**Tugas Singkat 1**
Tampilkan tanpa diubah bagian kutipan tentang pengajian perempuan, mulai dari "Sontak saja, memori" sampai dengan "karunia-karunia yang lain.".
**Tugas Singkat 2**
Ubah paragraf dalam kutipan tentang pengajian perempuan yang diawali "Sontak saja, memori ingatan saya" menjadi daftar poin singkat, tanpa membuang fakta utamanya.

**Kutipan Sumber**

Sontak saja, memori ingatan saya menarik pada kejadian beberapa tahun silam di mana saya berada di lingkaran pengajian khusus perempuan yang sampai kini doktrin agama yang sempat kutelan itu nyatanya masih laris dan kebanyakan terlontar dari mulut perempuan. Terlebih ketika berurusan dengan permasalahan rumah tangga. Adapun bunyi kalimatnya yaitu, “diam adalah emas”. Sabar yang pasif (tanpa upaya). Belum lagi dibumbui dengan “dipaksa” untuk bersyukur atas karunia-karunia yang lain.

**Data Tercatat**
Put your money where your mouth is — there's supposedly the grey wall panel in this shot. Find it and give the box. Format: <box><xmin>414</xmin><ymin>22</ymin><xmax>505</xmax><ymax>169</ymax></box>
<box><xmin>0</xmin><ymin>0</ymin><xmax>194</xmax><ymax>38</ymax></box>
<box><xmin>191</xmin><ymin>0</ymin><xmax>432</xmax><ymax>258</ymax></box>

**Hasil Akhir 1**
Sontak saja, memori ingatan saya menarik pada kejadian beberapa tahun silam di mana saya berada di lingkaran pengajian khusus perempuan yang sampai kini doktrin agama yang sempat kutelan itu nyatanya masih laris dan kebanyakan terlontar dari mulut perempuan. Terlebih ketika berurusan dengan permasalahan rumah tangga. Adapun bunyi kalimatnya yaitu, “diam adalah emas”. Sabar yang pasif (tanpa upaya). Belum lagi dibumbui dengan “dipaksa” untuk bersyukur atas karunia-karunia yang lain.

**Hasil Akhir 2**
- Penulis teringat kejadian beberapa tahun lalu saat berada di lingkaran pengajian khusus perempuan.
- Doktrin agama yang sempat diterima penulis di sana, "diam adalah emas", sampai kini masih laris dan kebanyakan diucapkan oleh perempuan.
- Doktrin itu terutama muncul saat berurusan dengan masalah rumah tangga.
- Maksudnya adalah sabar yang pasif, tanpa upaya.
- Doktrin itu masih ditambah dengan "dipaksa" bersyukur atas karunia-karunia yang lain.